# WHAT THIS TASK INVOLVES
Please convert the lines below into a JSON list of strings, with one string per line and blank lines omitted.

# Rows of bounding-box annotation data

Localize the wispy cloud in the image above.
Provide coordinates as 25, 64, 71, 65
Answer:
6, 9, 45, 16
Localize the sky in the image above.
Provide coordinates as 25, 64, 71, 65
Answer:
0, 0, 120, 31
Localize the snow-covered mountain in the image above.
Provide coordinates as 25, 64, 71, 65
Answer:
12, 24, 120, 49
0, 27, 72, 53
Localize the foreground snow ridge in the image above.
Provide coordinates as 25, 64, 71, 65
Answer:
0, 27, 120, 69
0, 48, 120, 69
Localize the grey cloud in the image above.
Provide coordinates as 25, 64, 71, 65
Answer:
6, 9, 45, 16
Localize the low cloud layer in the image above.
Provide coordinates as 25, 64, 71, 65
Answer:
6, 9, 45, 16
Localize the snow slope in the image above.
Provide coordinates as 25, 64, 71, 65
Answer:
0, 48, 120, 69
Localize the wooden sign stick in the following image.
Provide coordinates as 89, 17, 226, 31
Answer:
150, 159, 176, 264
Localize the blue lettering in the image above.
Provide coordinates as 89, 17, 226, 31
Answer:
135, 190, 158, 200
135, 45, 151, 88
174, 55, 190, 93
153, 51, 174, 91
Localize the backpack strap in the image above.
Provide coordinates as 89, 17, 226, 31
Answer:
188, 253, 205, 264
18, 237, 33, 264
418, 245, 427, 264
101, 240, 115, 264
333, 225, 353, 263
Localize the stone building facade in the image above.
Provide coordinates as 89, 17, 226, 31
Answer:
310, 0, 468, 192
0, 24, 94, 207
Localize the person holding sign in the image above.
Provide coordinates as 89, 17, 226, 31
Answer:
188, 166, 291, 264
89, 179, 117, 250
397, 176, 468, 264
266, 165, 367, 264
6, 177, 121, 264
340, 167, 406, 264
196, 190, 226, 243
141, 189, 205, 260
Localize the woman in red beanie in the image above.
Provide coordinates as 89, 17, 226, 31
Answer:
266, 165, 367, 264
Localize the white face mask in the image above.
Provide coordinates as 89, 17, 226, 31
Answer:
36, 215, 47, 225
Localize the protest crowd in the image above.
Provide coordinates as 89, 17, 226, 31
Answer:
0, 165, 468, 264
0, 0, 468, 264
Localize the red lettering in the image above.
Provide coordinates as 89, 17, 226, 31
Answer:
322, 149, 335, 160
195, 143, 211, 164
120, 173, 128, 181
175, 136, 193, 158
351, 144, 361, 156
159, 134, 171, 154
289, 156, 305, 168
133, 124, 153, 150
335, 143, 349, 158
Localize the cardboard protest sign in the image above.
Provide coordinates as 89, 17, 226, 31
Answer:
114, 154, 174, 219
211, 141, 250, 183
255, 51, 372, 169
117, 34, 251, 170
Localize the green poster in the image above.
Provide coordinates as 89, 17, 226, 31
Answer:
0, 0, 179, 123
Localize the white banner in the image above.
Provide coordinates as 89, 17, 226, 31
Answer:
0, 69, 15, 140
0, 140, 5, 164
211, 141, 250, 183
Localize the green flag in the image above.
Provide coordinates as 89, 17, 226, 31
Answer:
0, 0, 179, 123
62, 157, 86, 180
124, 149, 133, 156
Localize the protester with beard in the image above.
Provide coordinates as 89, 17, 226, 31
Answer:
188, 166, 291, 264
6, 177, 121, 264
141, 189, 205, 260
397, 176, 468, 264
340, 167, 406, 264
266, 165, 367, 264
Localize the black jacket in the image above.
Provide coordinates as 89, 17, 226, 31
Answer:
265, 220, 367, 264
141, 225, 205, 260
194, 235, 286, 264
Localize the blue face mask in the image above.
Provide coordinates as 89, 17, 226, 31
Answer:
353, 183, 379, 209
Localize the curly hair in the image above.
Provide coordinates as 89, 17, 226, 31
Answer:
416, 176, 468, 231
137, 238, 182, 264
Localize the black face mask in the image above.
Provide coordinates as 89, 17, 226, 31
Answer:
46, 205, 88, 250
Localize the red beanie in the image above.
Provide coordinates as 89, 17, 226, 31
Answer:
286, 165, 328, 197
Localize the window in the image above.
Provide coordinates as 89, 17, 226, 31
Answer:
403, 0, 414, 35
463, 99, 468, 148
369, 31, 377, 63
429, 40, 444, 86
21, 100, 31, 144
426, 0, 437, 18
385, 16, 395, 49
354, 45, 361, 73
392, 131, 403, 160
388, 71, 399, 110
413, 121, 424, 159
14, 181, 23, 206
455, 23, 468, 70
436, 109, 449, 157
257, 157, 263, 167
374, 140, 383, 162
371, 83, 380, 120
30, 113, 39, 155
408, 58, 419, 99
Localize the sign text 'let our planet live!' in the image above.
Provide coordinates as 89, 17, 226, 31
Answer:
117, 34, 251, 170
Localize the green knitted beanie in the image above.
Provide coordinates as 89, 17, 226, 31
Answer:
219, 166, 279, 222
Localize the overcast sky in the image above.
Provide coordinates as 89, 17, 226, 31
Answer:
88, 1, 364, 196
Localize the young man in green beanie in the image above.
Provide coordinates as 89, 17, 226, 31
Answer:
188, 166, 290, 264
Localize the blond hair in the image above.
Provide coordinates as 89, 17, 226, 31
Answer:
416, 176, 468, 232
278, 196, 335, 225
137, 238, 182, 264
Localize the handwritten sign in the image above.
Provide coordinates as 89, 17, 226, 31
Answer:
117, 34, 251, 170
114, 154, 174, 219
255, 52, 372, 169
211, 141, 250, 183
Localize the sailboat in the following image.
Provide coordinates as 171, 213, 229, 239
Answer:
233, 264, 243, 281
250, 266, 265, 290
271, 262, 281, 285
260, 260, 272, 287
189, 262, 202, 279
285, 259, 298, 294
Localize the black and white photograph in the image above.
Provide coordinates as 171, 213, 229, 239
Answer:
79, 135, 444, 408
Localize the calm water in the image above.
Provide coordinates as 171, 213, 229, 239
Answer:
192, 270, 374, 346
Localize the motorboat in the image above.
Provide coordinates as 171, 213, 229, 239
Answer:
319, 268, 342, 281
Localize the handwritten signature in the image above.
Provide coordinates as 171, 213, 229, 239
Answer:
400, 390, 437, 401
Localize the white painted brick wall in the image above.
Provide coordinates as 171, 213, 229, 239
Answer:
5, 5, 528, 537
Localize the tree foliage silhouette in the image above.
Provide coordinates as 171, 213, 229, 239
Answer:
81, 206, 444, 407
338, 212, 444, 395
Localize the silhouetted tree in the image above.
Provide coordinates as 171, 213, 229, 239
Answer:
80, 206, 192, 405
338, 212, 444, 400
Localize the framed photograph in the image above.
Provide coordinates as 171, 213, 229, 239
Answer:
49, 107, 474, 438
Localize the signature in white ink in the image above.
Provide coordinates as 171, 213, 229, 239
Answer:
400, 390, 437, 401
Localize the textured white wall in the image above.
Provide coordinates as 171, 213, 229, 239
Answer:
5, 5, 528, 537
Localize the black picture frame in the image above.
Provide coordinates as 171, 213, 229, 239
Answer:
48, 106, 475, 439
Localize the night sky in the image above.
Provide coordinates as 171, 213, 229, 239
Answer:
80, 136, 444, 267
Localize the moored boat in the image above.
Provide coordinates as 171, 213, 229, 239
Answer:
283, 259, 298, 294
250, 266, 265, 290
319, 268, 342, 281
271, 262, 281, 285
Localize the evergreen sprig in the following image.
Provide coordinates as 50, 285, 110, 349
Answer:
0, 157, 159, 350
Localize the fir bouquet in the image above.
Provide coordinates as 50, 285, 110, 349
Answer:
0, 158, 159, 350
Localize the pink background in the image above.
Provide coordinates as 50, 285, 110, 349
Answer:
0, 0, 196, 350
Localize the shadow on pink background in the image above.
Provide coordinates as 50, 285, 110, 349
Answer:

# FINISHED ANSWER
[
  "Localize the wispy cloud in the image above.",
  "Provide coordinates as 25, 64, 71, 65",
  "Answer:",
  "6, 9, 45, 16",
  "Localize the sky in the image above.",
  "Provide coordinates as 25, 64, 71, 65",
  "Answer:",
  "0, 0, 120, 31",
  "Localize the snow-covered mountain in the image above.",
  "Provide coordinates as 25, 64, 71, 65",
  "Answer:",
  "12, 24, 120, 49",
  "0, 27, 72, 53",
  "Localize the foreground snow ridge in the image above.",
  "Provide coordinates as 25, 64, 71, 65",
  "Answer:",
  "0, 27, 120, 69",
  "0, 48, 120, 69",
  "Localize the grey cloud in the image above.",
  "Provide coordinates as 25, 64, 71, 65",
  "Answer:",
  "6, 9, 45, 16",
  "Localize the low cloud layer in the image above.",
  "Provide coordinates as 25, 64, 71, 65",
  "Answer:",
  "6, 9, 45, 16",
  "Localize the snow slope in the image above.",
  "Provide coordinates as 25, 64, 71, 65",
  "Answer:",
  "0, 48, 120, 69",
  "Localize the wooden sign stick in the following image.",
  "Provide coordinates as 89, 17, 226, 31",
  "Answer:",
  "150, 159, 176, 264",
  "Localize the blue lettering in the image above.",
  "Provide coordinates as 89, 17, 226, 31",
  "Answer:",
  "135, 190, 158, 200",
  "135, 45, 151, 88",
  "174, 55, 190, 93",
  "153, 51, 174, 91",
  "Localize the backpack strap in the image above.",
  "Provide coordinates as 89, 17, 226, 31",
  "Answer:",
  "188, 253, 205, 264",
  "18, 237, 33, 264",
  "418, 245, 427, 264",
  "101, 240, 115, 264",
  "333, 225, 353, 263",
  "Localize the stone building facade in the image above.",
  "Provide coordinates as 89, 17, 226, 31",
  "Answer:",
  "310, 0, 468, 192",
  "0, 24, 94, 207",
  "Localize the person holding sign in the image above.",
  "Provide coordinates as 89, 17, 226, 31",
  "Answer:",
  "188, 166, 291, 264",
  "89, 179, 117, 250",
  "397, 176, 468, 264",
  "266, 165, 367, 264",
  "6, 177, 121, 264",
  "340, 167, 406, 264",
  "196, 190, 226, 243",
  "141, 189, 205, 260",
  "Localize the woman in red beanie in the image above.",
  "Provide coordinates as 89, 17, 226, 31",
  "Answer:",
  "266, 165, 367, 264",
  "Localize the white face mask in the image above.",
  "Provide coordinates as 89, 17, 226, 31",
  "Answer:",
  "36, 215, 47, 225",
  "Localize the protest crowd in the image above.",
  "Provide coordinates as 89, 17, 226, 31",
  "Answer:",
  "0, 165, 468, 264",
  "0, 0, 468, 264",
  "Localize the red lettering in the image above.",
  "Provide coordinates as 89, 17, 226, 31",
  "Answer:",
  "322, 149, 335, 160",
  "195, 143, 211, 164",
  "120, 173, 128, 181",
  "175, 136, 193, 158",
  "351, 144, 361, 156",
  "159, 134, 171, 154",
  "289, 156, 305, 168",
  "133, 124, 153, 150",
  "335, 143, 349, 158",
  "Localize the cardboard protest sign in the image above.",
  "Provide coordinates as 89, 17, 226, 31",
  "Answer:",
  "114, 154, 174, 219",
  "211, 141, 250, 183",
  "255, 51, 372, 169",
  "117, 34, 251, 170",
  "Localize the green poster in the image above.",
  "Provide coordinates as 89, 17, 226, 31",
  "Answer:",
  "0, 0, 179, 123",
  "Localize the white banner in the image above.",
  "Provide coordinates as 89, 17, 226, 31",
  "Answer:",
  "0, 69, 15, 140",
  "0, 140, 5, 164",
  "211, 141, 250, 183",
  "Localize the green flag in the image above.",
  "Provide coordinates as 89, 17, 226, 31",
  "Answer:",
  "0, 0, 179, 123",
  "62, 157, 86, 180",
  "124, 149, 133, 156",
  "Localize the protester with beard in the image above.",
  "Provide coordinates as 89, 17, 226, 31",
  "Answer:",
  "188, 166, 291, 264",
  "6, 177, 121, 264",
  "141, 189, 205, 260",
  "397, 176, 468, 264",
  "340, 167, 406, 264",
  "266, 165, 367, 264",
  "Localize the black jacket in the image above.",
  "Provide coordinates as 89, 17, 226, 31",
  "Answer:",
  "265, 220, 367, 264",
  "141, 225, 205, 260",
  "194, 235, 286, 264",
  "Localize the blue face mask in the image above.",
  "Provide coordinates as 89, 17, 226, 31",
  "Answer:",
  "353, 183, 379, 209",
  "Localize the curly hair in the image above.",
  "Provide coordinates as 89, 17, 226, 31",
  "Answer:",
  "416, 176, 468, 231",
  "137, 238, 182, 264",
  "Localize the black face mask in the image above.",
  "Provide coordinates as 89, 17, 226, 31",
  "Answer:",
  "46, 205, 88, 250",
  "Localize the red beanie in the image above.",
  "Provide coordinates as 89, 17, 226, 31",
  "Answer:",
  "286, 165, 328, 197",
  "Localize the window in the image above.",
  "Provide coordinates as 89, 17, 226, 31",
  "Answer:",
  "403, 0, 414, 35",
  "463, 99, 468, 148",
  "369, 31, 377, 63",
  "429, 40, 444, 86",
  "21, 100, 31, 144",
  "426, 0, 437, 18",
  "385, 16, 395, 49",
  "354, 45, 361, 73",
  "392, 131, 403, 160",
  "388, 71, 399, 110",
  "413, 121, 424, 159",
  "14, 181, 23, 206",
  "455, 23, 468, 70",
  "436, 109, 449, 157",
  "257, 157, 263, 167",
  "374, 140, 383, 162",
  "371, 83, 380, 120",
  "30, 113, 39, 155",
  "408, 58, 419, 99",
  "Localize the sign text 'let our planet live!' in the image above.",
  "Provide coordinates as 89, 17, 226, 31",
  "Answer:",
  "117, 34, 251, 170",
  "Localize the green knitted beanie in the image above.",
  "Provide coordinates as 89, 17, 226, 31",
  "Answer:",
  "219, 166, 279, 222",
  "Localize the overcast sky in the image above.",
  "Provide coordinates as 89, 17, 226, 31",
  "Answer:",
  "88, 1, 364, 196",
  "Localize the young man in green beanie in the image above.",
  "Provide coordinates as 89, 17, 226, 31",
  "Answer:",
  "188, 166, 290, 264",
  "Localize the blond hair in the image above.",
  "Provide coordinates as 89, 17, 226, 31",
  "Answer:",
  "416, 176, 468, 232",
  "278, 196, 335, 225",
  "137, 238, 182, 264",
  "Localize the handwritten sign in the image above.",
  "Provide coordinates as 89, 17, 226, 31",
  "Answer:",
  "117, 34, 251, 170",
  "114, 154, 174, 219",
  "255, 52, 372, 169",
  "211, 141, 250, 183",
  "Localize the sailboat in the following image.",
  "Provide coordinates as 171, 213, 229, 239",
  "Answer:",
  "233, 264, 243, 281",
  "250, 266, 265, 290",
  "271, 262, 281, 285",
  "260, 260, 272, 287",
  "189, 262, 202, 279",
  "285, 259, 298, 294",
  "Localize the black and white photograph in the image above.",
  "Provide coordinates as 171, 213, 229, 239",
  "Answer:",
  "79, 135, 444, 408",
  "Localize the calm water in the image above.",
  "Provide coordinates as 171, 213, 229, 239",
  "Answer:",
  "192, 270, 374, 346",
  "Localize the motorboat in the image above.",
  "Provide coordinates as 171, 213, 229, 239",
  "Answer:",
  "319, 268, 342, 281",
  "Localize the handwritten signature in the image above.",
  "Provide coordinates as 171, 213, 229, 239",
  "Answer:",
  "400, 390, 437, 401",
  "Localize the white painted brick wall in the image above.",
  "Provide coordinates as 171, 213, 229, 239",
  "Answer:",
  "5, 5, 528, 537",
  "Localize the tree foliage silhouette in the image above.",
  "Provide coordinates as 171, 213, 229, 239",
  "Answer:",
  "81, 206, 444, 407",
  "338, 212, 444, 395",
  "Localize the silhouetted tree in the image above.",
  "Provide coordinates as 171, 213, 229, 239",
  "Answer:",
  "80, 206, 192, 405",
  "338, 212, 444, 400",
  "Localize the framed photograph in the image above.",
  "Provide coordinates as 171, 213, 229, 239",
  "Answer:",
  "49, 107, 474, 438",
  "Localize the signature in white ink in the image above.",
  "Provide coordinates as 171, 213, 229, 239",
  "Answer:",
  "400, 390, 437, 401",
  "Localize the textured white wall in the image above.",
  "Provide coordinates as 171, 213, 229, 239",
  "Answer:",
  "5, 5, 528, 537",
  "Localize the black picture frame in the image above.",
  "Provide coordinates as 171, 213, 229, 239",
  "Answer:",
  "48, 106, 475, 439",
  "Localize the night sky in the image above.",
  "Provide coordinates as 171, 213, 229, 239",
  "Answer:",
  "80, 136, 444, 267",
  "Localize the moored boat in the image above.",
  "Provide coordinates as 171, 213, 229, 239",
  "Answer:",
  "283, 259, 298, 294",
  "250, 266, 265, 290",
  "319, 268, 342, 281",
  "271, 262, 281, 285",
  "Localize the evergreen sprig in the following image.",
  "Provide coordinates as 50, 285, 110, 349",
  "Answer:",
  "0, 157, 159, 350",
  "Localize the fir bouquet in the image above.",
  "Provide coordinates as 50, 285, 110, 349",
  "Answer:",
  "0, 158, 159, 350",
  "Localize the pink background in the image above.",
  "Provide coordinates as 50, 285, 110, 349",
  "Answer:",
  "0, 0, 196, 350",
  "Localize the shadow on pink background in the image above.",
  "Provide coordinates as 50, 285, 110, 349",
  "Answer:"
]